Write out the entries again exactly as they are given.
● ● ● ● ●
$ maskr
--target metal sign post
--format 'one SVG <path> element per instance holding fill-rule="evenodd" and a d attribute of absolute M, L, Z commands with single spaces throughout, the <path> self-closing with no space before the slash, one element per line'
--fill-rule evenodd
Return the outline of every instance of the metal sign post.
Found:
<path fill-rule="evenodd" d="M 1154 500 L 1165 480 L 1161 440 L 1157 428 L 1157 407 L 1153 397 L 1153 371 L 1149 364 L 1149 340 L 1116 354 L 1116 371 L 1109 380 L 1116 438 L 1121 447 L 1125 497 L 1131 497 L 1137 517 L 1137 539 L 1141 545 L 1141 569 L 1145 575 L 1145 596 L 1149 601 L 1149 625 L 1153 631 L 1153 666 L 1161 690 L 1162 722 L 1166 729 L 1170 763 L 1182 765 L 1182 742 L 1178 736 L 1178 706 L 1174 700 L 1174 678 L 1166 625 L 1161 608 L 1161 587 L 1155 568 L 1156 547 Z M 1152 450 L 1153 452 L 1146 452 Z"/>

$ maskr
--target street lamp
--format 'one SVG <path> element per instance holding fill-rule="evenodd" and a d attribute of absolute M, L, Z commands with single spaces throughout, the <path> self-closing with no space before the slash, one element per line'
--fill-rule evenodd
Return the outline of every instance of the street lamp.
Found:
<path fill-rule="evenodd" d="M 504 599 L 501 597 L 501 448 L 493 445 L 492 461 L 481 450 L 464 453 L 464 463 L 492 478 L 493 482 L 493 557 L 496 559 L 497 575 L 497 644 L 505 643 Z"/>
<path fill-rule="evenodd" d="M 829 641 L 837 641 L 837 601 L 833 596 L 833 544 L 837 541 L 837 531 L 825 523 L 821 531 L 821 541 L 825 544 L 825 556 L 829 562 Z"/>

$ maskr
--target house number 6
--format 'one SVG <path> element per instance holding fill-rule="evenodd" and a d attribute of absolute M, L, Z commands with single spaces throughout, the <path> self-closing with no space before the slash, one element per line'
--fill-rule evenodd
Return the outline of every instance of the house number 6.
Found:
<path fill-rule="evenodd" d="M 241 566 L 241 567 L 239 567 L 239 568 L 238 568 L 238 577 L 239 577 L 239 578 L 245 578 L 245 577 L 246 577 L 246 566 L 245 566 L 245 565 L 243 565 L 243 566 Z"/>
● ● ● ● ●
◆ **Written response**
$ maskr
--target metal sign post
--format 'one SVG <path> element per instance holding fill-rule="evenodd" and a d attribute of absolute M, L, Z commands with single spaces throughout, the <path> self-closing with no space before the slash, one element per line'
--fill-rule evenodd
Return the outline of every instance of the metal sign post.
Found:
<path fill-rule="evenodd" d="M 1154 500 L 1165 480 L 1161 440 L 1157 428 L 1157 407 L 1153 397 L 1153 371 L 1149 364 L 1149 340 L 1116 354 L 1116 371 L 1109 380 L 1116 438 L 1121 447 L 1125 497 L 1131 497 L 1137 517 L 1137 539 L 1141 545 L 1141 569 L 1145 575 L 1145 596 L 1149 601 L 1149 625 L 1153 631 L 1153 666 L 1161 690 L 1162 722 L 1166 729 L 1170 763 L 1182 765 L 1182 742 L 1178 736 L 1178 706 L 1174 700 L 1174 678 L 1166 625 L 1161 608 L 1161 587 L 1155 568 L 1156 547 Z M 1152 450 L 1153 452 L 1146 452 Z"/>

$ maskr
--target street lamp
--format 'one SVG <path> element per instance holding fill-rule="evenodd" and a d attribute of absolute M, L, Z commands with single spaces throughout, the <path> self-closing with no space before the slash, one element per line'
--fill-rule evenodd
Return the outline of every instance of the street lamp.
Found:
<path fill-rule="evenodd" d="M 504 599 L 501 597 L 501 448 L 493 445 L 492 461 L 481 450 L 464 453 L 464 463 L 492 478 L 493 482 L 493 557 L 496 559 L 497 575 L 497 644 L 505 643 Z"/>
<path fill-rule="evenodd" d="M 829 641 L 837 641 L 837 601 L 833 596 L 833 544 L 837 541 L 837 531 L 825 523 L 821 531 L 821 541 L 825 544 L 825 556 L 829 562 Z"/>

$ maskr
--target house number 6
--format 'one SVG <path> element per instance holding fill-rule="evenodd" and a d attribute of absolute M, L, Z commands with single spaces throughout, the <path> self-closing with no space before the slash, one element per line'
--fill-rule evenodd
Return the outline of every instance of the house number 6.
Found:
<path fill-rule="evenodd" d="M 241 566 L 241 567 L 239 567 L 239 568 L 238 568 L 238 577 L 239 577 L 239 578 L 245 578 L 245 577 L 246 577 L 246 566 L 245 566 L 245 565 L 243 565 L 243 566 Z"/>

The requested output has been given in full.